### INSTRUCTIONS TO FOLLOW
Print the range of lines that opens with the line containing "Note to the class: identify the gloved" and closes with the last line of the listing. Include both ends; print nothing more.

### TASK MATERIAL
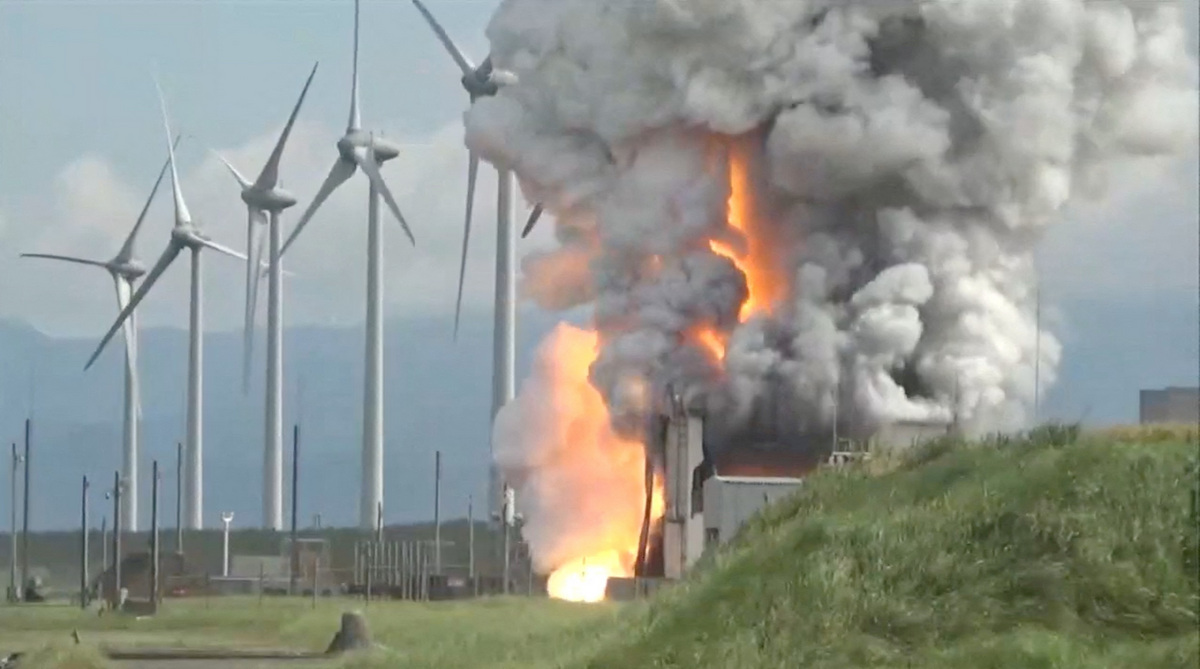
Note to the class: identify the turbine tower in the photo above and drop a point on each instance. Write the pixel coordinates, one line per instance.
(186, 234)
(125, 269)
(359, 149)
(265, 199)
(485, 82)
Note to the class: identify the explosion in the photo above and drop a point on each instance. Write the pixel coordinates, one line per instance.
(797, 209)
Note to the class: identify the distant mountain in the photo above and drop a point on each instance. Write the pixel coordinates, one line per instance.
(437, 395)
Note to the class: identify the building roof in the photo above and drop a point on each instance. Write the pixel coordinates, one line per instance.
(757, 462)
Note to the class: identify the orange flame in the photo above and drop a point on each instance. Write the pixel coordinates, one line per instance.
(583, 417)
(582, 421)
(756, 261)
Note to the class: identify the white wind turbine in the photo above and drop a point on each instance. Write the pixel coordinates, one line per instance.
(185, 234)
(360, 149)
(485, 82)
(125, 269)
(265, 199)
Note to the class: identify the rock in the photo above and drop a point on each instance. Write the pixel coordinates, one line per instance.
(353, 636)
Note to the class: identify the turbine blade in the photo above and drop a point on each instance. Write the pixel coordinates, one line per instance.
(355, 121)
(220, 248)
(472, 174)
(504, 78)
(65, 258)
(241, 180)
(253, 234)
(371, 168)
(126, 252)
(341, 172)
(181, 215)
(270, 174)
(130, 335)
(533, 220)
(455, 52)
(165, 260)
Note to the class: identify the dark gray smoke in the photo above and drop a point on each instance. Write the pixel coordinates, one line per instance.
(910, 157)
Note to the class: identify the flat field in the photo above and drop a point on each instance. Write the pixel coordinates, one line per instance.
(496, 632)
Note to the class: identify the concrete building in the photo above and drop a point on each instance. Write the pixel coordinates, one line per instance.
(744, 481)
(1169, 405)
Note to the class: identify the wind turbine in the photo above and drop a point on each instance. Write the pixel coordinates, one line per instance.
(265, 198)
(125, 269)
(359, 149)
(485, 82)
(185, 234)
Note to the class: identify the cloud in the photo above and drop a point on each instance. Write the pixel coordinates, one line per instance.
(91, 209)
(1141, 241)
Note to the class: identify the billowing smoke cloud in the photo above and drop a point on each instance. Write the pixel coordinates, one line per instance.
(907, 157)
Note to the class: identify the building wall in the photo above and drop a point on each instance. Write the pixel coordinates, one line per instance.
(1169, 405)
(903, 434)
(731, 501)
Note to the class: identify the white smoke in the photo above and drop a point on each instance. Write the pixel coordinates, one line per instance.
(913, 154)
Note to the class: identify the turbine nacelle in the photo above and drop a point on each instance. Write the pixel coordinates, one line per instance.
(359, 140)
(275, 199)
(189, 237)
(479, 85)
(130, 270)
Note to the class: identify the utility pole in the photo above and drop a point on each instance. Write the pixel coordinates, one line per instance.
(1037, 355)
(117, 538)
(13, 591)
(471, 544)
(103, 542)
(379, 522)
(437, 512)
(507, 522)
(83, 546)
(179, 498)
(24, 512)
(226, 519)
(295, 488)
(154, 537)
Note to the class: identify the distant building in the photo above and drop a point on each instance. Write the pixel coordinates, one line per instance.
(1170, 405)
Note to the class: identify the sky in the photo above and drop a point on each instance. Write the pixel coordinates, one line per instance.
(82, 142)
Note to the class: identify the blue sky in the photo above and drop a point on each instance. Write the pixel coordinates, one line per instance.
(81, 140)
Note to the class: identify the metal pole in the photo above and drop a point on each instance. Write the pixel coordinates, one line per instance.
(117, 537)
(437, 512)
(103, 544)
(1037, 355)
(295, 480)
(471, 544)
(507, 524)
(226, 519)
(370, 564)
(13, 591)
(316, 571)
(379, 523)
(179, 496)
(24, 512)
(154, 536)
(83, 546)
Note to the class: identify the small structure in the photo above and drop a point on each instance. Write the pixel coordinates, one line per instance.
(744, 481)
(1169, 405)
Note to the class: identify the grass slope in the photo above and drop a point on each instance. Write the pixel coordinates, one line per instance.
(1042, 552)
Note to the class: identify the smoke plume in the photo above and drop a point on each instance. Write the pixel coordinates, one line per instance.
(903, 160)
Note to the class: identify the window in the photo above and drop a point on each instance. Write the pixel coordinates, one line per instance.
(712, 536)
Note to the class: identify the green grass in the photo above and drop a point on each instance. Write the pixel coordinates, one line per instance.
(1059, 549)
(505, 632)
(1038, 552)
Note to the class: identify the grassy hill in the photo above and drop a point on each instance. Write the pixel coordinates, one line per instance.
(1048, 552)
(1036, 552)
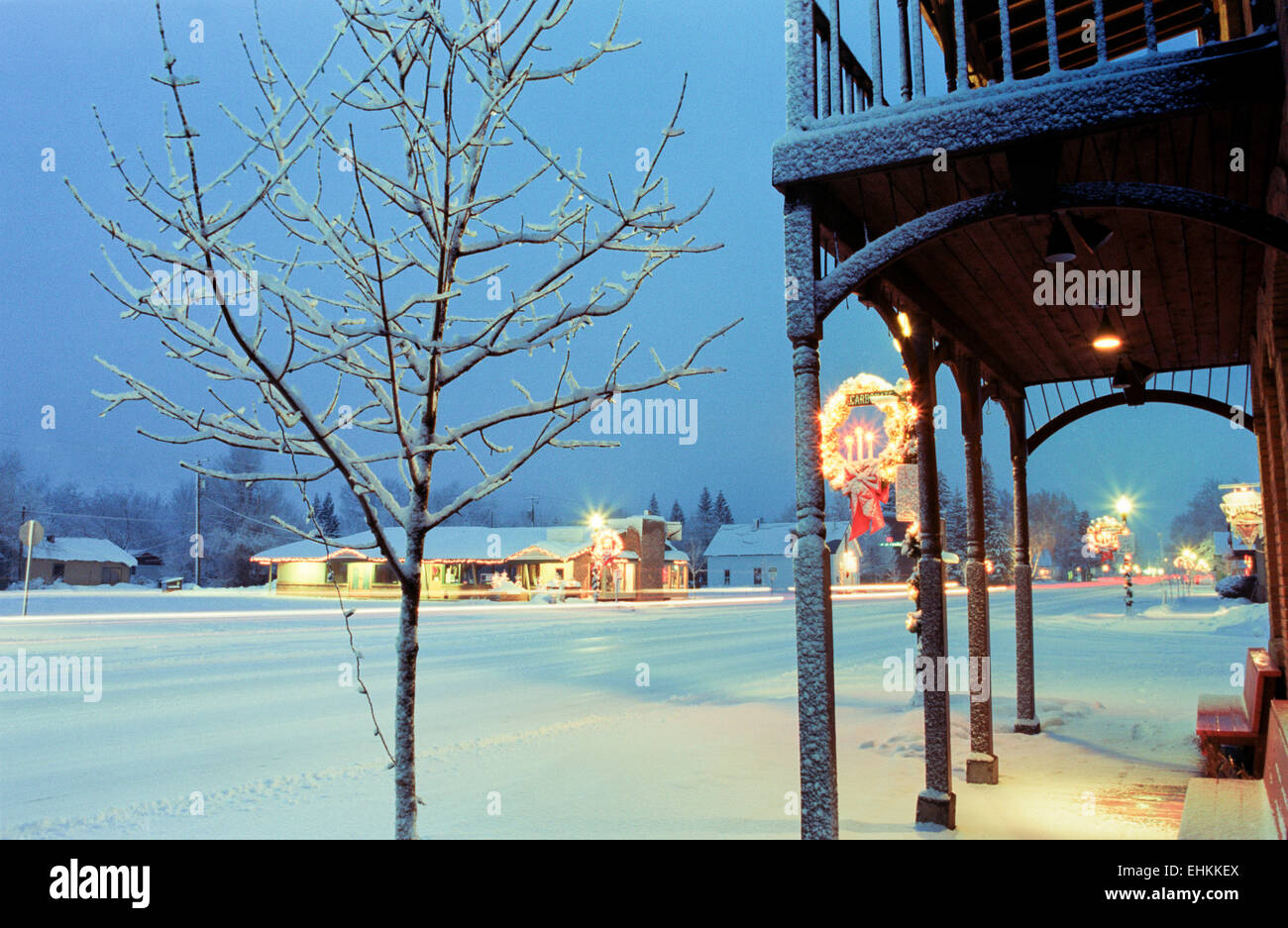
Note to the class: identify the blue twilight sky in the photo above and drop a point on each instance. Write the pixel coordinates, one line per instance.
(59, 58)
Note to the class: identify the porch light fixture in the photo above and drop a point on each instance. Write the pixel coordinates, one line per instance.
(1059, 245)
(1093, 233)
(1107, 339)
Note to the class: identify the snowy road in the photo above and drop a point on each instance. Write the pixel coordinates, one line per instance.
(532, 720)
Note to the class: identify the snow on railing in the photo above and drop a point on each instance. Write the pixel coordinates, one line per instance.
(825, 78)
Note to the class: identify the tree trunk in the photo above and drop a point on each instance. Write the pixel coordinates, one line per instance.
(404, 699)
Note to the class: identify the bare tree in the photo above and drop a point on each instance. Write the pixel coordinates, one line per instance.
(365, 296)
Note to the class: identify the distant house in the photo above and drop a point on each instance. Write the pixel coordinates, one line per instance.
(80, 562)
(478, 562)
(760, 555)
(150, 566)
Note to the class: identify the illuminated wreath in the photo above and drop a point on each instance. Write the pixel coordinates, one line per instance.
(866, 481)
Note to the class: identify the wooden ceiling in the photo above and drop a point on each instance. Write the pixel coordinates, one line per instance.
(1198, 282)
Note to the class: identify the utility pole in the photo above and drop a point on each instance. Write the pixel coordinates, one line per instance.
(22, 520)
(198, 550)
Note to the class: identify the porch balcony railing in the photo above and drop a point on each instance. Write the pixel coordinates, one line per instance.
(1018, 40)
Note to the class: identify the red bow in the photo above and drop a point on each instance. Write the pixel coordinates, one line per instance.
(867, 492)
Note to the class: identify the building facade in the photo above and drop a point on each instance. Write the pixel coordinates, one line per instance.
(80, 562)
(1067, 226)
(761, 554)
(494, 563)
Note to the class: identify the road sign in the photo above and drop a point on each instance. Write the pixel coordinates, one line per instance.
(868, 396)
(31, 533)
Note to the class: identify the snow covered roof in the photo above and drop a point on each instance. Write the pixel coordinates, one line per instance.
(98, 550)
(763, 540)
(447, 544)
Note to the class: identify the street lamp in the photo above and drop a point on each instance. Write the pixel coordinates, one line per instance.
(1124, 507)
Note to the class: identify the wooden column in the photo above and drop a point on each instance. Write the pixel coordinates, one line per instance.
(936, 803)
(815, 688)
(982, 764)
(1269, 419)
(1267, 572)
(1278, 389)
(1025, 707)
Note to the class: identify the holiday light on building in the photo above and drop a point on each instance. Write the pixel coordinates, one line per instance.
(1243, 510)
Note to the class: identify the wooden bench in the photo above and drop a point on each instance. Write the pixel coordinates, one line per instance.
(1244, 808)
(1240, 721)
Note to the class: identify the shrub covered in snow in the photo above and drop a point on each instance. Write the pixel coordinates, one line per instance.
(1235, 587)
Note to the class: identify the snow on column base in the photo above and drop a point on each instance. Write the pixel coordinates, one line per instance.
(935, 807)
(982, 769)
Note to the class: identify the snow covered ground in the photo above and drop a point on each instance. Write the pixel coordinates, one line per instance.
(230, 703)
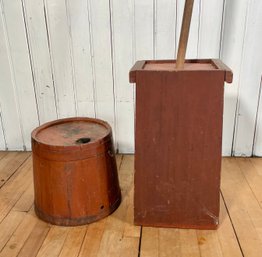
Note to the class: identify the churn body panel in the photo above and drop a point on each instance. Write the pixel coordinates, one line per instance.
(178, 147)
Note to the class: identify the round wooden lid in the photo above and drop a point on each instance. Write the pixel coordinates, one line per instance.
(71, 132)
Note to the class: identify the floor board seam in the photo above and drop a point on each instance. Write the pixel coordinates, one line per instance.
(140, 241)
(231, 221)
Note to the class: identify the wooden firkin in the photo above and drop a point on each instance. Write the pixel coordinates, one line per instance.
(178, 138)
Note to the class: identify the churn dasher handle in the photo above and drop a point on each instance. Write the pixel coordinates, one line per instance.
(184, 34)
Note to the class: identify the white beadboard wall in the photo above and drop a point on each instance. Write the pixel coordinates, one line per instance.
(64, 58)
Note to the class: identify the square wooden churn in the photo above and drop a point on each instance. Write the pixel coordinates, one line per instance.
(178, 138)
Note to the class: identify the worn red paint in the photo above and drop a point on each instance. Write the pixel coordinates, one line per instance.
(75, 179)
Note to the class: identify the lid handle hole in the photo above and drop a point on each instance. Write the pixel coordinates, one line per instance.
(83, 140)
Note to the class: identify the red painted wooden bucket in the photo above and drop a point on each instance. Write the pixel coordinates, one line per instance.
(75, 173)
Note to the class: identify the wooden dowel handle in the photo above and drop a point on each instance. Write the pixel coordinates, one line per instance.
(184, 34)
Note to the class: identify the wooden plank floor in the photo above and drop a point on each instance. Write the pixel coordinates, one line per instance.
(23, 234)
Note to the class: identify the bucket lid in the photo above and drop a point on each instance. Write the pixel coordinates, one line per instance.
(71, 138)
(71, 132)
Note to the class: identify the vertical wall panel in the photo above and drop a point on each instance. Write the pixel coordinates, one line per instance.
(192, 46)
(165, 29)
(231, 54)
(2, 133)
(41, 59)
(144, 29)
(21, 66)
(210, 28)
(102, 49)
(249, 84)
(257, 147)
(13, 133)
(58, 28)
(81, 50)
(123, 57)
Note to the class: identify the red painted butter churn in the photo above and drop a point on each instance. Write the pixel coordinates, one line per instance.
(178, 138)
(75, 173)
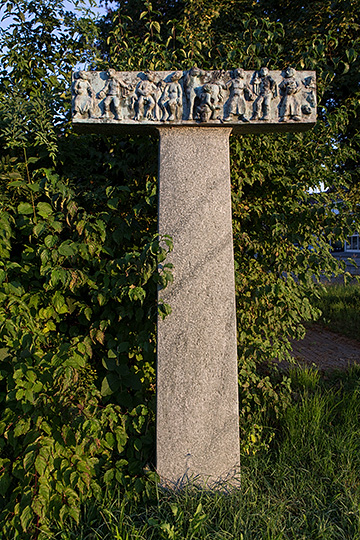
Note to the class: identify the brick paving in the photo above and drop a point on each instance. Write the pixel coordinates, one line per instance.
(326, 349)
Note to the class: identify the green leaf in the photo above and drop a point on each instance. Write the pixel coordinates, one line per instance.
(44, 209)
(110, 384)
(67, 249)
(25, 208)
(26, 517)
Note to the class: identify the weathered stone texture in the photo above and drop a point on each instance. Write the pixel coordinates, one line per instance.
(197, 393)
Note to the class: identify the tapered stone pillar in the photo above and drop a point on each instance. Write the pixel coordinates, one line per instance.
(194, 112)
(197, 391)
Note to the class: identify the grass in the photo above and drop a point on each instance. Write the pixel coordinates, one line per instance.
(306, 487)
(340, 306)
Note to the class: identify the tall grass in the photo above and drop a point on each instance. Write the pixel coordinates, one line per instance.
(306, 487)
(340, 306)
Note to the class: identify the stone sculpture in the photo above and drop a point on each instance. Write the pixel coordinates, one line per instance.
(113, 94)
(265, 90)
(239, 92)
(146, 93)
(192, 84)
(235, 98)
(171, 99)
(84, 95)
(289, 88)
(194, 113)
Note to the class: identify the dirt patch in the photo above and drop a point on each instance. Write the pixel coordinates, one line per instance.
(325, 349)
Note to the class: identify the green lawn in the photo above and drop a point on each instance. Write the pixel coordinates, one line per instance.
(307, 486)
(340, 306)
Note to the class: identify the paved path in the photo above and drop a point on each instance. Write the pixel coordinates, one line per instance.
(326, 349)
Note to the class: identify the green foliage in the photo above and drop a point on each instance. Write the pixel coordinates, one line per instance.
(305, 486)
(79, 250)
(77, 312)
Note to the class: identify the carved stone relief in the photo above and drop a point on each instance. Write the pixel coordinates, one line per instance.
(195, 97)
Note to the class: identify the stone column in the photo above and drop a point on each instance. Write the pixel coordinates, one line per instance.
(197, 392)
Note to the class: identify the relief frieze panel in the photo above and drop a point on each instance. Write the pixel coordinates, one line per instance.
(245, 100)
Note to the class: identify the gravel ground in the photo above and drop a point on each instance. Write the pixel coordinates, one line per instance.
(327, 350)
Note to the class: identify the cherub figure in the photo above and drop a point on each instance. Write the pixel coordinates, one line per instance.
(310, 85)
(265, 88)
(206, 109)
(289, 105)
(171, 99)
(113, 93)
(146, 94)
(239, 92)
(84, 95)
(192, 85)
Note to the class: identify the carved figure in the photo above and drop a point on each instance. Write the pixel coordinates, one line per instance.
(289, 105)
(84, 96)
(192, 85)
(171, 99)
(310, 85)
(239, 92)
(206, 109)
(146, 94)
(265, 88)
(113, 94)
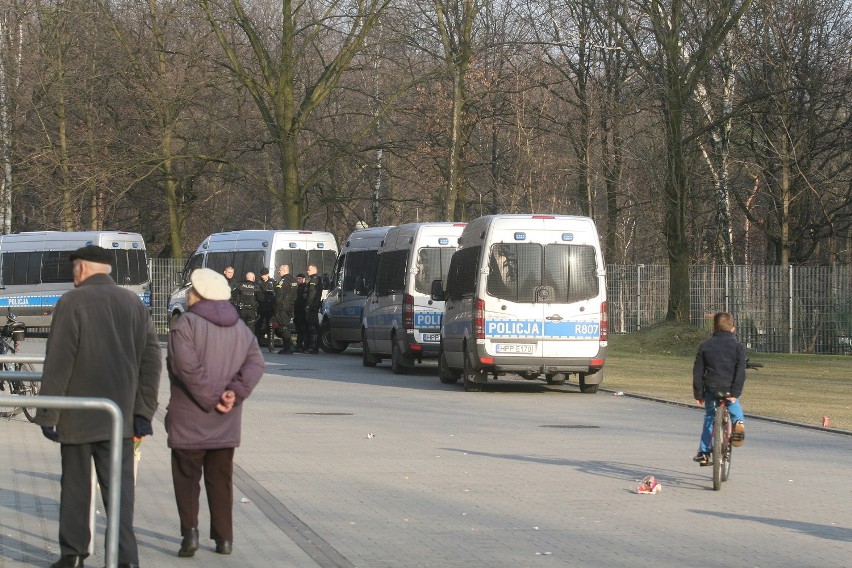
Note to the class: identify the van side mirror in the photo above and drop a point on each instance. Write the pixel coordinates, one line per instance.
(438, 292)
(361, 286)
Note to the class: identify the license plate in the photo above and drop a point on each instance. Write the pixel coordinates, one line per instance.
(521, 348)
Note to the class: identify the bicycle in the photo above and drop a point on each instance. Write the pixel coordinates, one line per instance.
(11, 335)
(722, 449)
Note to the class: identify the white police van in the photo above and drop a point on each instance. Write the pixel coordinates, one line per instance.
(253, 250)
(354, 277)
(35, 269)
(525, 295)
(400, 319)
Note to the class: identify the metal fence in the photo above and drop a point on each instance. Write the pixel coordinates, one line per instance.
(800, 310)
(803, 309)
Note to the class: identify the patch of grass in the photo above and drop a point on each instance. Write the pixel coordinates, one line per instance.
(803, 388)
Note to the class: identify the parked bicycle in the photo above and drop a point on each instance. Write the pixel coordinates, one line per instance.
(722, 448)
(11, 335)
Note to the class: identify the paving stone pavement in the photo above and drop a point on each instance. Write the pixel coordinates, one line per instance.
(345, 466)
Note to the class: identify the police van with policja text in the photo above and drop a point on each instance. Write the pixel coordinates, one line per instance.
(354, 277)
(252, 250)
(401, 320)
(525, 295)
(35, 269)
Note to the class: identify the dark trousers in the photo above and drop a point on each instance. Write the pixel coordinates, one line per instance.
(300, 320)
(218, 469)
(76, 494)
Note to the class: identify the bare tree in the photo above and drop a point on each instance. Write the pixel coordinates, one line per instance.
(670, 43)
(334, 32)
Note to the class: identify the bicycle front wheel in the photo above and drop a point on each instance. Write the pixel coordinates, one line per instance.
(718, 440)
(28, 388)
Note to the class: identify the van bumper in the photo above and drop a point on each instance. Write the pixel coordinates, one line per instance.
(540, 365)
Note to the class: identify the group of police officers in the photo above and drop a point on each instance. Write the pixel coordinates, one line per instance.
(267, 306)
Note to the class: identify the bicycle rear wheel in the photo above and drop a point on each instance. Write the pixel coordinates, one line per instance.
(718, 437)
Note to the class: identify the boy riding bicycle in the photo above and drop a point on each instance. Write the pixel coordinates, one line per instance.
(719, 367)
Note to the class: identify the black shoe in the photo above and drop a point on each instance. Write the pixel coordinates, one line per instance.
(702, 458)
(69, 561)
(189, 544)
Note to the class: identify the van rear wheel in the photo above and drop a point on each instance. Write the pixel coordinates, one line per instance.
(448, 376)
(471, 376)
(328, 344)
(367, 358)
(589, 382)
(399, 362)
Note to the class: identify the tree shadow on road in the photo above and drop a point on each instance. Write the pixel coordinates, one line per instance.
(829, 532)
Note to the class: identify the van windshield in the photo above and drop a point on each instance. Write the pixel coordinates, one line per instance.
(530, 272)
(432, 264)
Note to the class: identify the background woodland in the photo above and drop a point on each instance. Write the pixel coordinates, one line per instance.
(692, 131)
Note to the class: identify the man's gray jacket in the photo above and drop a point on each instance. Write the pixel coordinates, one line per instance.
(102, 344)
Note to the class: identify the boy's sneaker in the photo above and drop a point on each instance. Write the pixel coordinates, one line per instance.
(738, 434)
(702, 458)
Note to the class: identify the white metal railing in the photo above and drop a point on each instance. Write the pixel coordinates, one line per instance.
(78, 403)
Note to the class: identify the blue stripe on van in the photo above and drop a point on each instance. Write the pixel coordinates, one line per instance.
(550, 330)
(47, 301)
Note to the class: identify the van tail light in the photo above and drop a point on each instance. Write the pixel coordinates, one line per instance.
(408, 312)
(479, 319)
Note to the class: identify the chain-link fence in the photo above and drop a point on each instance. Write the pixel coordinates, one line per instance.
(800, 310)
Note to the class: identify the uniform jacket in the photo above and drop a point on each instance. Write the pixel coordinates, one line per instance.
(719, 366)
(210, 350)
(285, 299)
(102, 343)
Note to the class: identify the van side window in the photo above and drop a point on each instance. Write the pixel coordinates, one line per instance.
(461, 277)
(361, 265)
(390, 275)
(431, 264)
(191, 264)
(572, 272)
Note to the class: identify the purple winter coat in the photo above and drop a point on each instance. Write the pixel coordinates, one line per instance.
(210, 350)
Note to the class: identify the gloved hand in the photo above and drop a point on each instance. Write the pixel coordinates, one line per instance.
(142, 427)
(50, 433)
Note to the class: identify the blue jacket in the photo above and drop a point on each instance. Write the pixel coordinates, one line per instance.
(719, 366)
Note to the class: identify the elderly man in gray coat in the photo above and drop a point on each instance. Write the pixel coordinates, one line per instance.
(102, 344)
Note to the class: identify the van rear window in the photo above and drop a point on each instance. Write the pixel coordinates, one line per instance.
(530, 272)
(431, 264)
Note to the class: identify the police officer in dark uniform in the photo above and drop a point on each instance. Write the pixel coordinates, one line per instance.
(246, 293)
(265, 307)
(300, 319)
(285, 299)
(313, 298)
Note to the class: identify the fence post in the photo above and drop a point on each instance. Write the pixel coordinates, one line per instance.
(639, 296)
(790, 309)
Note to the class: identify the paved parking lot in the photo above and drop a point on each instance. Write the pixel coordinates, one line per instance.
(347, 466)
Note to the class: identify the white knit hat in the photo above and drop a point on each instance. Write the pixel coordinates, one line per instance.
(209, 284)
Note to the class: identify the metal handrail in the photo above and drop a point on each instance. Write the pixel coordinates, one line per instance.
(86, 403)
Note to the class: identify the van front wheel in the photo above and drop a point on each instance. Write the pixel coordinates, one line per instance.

### FULL OUTPUT
Note to the class: identify the gloved hand in the photo above and drop a point on each instance. Write the pixel coordinates, one line per instance.
(142, 427)
(50, 433)
Note to the class: identify the blue jacket in the photo above and drop a point on each instance. Write the pixel coordinates, one line per instance.
(719, 366)
Note to the class: identify the elderly man in gray coat in the photo above and drop a point on each instance. Write the pixel coordinates, one line per instance.
(102, 344)
Note to the class: identify the van rear window in the photo above and drop a point on each instance. Write the pixel coordinates, one line per instance.
(530, 272)
(431, 264)
Note to the class: identify the police officer in dark uniform in the photo above and drop a point on each instance. Write the pixel coordinates, one line per instance.
(246, 293)
(265, 307)
(300, 319)
(285, 299)
(313, 298)
Note to the class: identify the fence post in the photo above and drop a point on each instance. Write the pixel coordinates, one line per instance.
(639, 296)
(790, 309)
Note to the class: identify the paved parking lot in the photo above and drop a point on each instance. Write the pixel coordinates, one line per instance.
(347, 466)
Note to the class: identify the white knit hat in the photo above and drop a point on each instance. Write the pixel coordinates, one line per instance.
(209, 284)
Note to the class: identify the metal handrail in the photo above and drop a point on each instance. Write the pixel coordinates, one line per instance.
(86, 403)
Note to the class: identify the van front wheel in the photo above and drop a point on each instance. Write the pixel coordinates, one line per instance.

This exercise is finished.